▸ Task item: When copying the entries below, leave out every picture and keep the rest exact.

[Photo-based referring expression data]
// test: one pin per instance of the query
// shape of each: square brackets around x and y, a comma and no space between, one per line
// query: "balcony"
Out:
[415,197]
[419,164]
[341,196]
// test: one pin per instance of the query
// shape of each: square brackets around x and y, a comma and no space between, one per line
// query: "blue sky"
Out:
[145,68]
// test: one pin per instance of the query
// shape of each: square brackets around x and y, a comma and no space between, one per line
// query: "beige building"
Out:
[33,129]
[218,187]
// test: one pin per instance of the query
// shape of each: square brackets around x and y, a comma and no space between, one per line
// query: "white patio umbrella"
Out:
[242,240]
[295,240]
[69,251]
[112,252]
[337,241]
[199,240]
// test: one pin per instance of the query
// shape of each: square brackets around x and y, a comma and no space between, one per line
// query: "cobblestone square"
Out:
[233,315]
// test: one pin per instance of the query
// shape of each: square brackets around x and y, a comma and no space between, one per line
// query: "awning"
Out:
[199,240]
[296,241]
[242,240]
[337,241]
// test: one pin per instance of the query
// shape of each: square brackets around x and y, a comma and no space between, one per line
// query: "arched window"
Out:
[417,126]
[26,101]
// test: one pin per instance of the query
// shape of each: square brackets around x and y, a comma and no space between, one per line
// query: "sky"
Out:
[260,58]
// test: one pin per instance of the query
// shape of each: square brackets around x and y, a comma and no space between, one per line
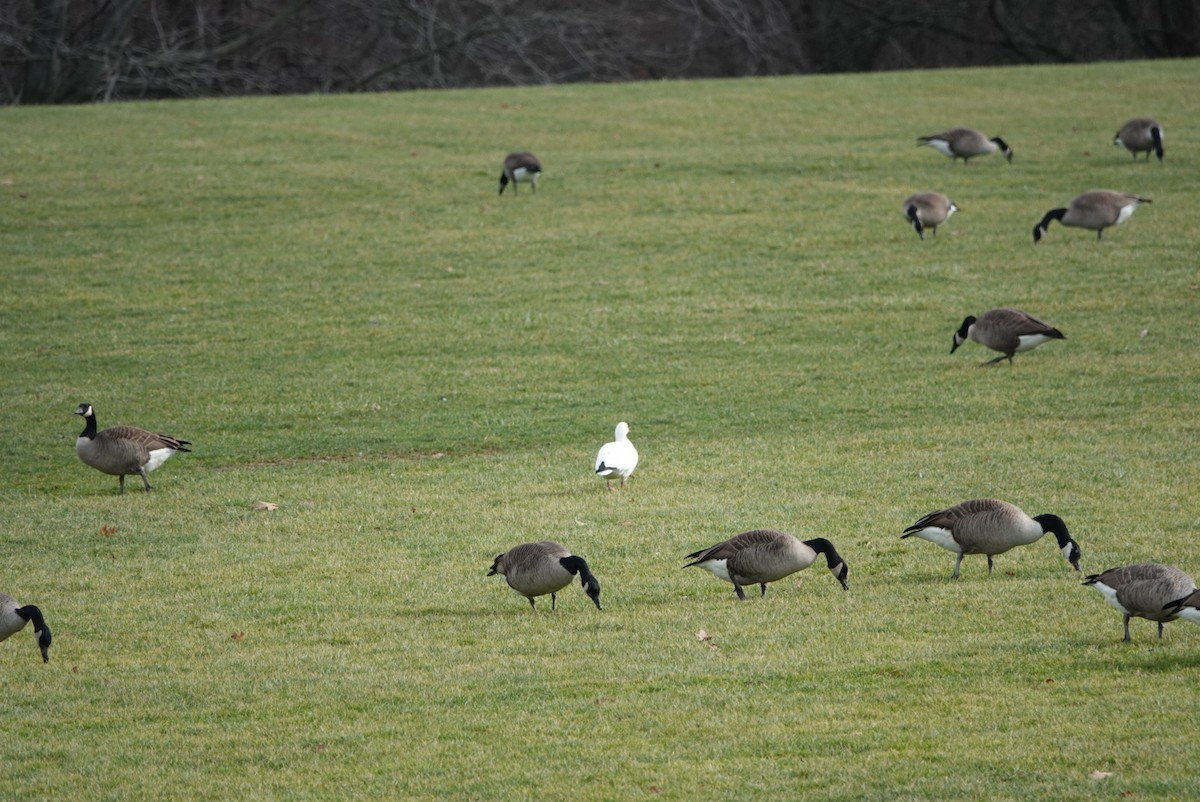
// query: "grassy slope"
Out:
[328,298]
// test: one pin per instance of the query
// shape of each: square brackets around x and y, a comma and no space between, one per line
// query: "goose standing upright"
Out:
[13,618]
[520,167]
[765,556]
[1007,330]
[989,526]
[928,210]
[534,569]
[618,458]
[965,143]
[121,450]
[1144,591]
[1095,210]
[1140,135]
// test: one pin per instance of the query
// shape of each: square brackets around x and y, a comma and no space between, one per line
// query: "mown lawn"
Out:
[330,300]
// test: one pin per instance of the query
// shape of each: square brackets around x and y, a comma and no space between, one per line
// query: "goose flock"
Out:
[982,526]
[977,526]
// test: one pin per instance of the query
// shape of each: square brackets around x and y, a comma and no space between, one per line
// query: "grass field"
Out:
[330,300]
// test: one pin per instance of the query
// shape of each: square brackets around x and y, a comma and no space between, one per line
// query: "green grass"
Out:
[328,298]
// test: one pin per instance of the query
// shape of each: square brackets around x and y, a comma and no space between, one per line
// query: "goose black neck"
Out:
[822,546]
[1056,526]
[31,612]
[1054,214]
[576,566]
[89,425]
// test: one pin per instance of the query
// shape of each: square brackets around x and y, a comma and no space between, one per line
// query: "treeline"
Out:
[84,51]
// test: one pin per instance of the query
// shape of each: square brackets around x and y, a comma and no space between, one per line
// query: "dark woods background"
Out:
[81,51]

▸ Task solution:
// test: one pin per instance of the query
// shape of each: square brackets around x and y, a comma and no space between, one per line
// query: "balcony"
Out:
[415,197]
[419,164]
[341,196]
// test: one pin per instance of the query
// shape of each: square brackets around x and y, a comma and no space between, one per line
// query: "blue sky"
Out:
[145,68]
// test: one pin per instance of the query
// shape of each: square brackets around x and y, a comma and no space between, one per line
// query: "beige building"
Out:
[33,129]
[218,187]
// test: one pin per instance of the query
// shape of each: square brackets around x and y, a comma and no space between, one per line
// query: "white patio umbrella"
Out:
[242,240]
[295,240]
[69,251]
[112,252]
[337,241]
[199,240]
// test: one pin per instance of the query
// shape of each: square brackets around x and y, a comma and no space between, one per line
// query: "cobblestone square"
Out:
[233,315]
// test: one pin per instance of the query
// shape of each: square brackets around x and y, a comma and no space between, one per line
// query: "awning"
Out:
[199,240]
[296,241]
[242,240]
[337,241]
// test: one pin per instance of the query
// shape of each: square brackets around x and y, a comma and no space between, one per line
// query: "arched window"
Out:
[417,126]
[26,101]
// test: one pin per instance of the query
// shape of each: square brackets around x and y, a comma and no space between, one per line
// query: "sky"
Out:
[260,58]
// test: one pin per instance of the query
// shape of each: square brackets around x and y, a comma and no space between, one per line
// query: "grassy slope"
Out:
[328,298]
// test: one pin per instance of the query
// shape of each: square brackets around x and y, a comma and no space between, one per line
// query: "goose standing upright"
Out:
[13,618]
[520,167]
[765,556]
[1007,330]
[989,526]
[928,210]
[534,569]
[618,458]
[965,143]
[121,450]
[1144,591]
[1095,210]
[1140,135]
// test: one pin per instance of the query
// shape of each: square brackets around x and y, a comma and no space between, one per line
// query: "mown lawn"
Out:
[330,300]
// test: one pin per instance of the query
// shape of each: square brackets around x and y, a comma and no space between, one per line
// query: "goose flock"
Out:
[982,526]
[977,526]
// test: one pin per instance of the query
// shape of each: square brackets around x and y, a comma and no space between, one per line
// query: "grass field"
Out:
[330,300]
// test: one pin per instance of the query
// shape of each: square brackets around x and y, a comma and no space between, one per line
// query: "green grass"
Out:
[328,298]
// test: one pin per instance of the query
// shape of each: square brackets around x and y, a comma and no space between, one per line
// query: "goose black neck"
Out:
[822,546]
[1056,526]
[31,612]
[1054,214]
[576,566]
[89,425]
// test: one pin per instance of the query
// shape of each: square brackets around x and y, a comma and no space between, one per line
// query: "treeline"
Out:
[84,51]
// test: one pin per instance of the query
// shape of each: square brackets around x and y, a comma and no space between, one per line
// query: "dark woods background"
Out:
[81,51]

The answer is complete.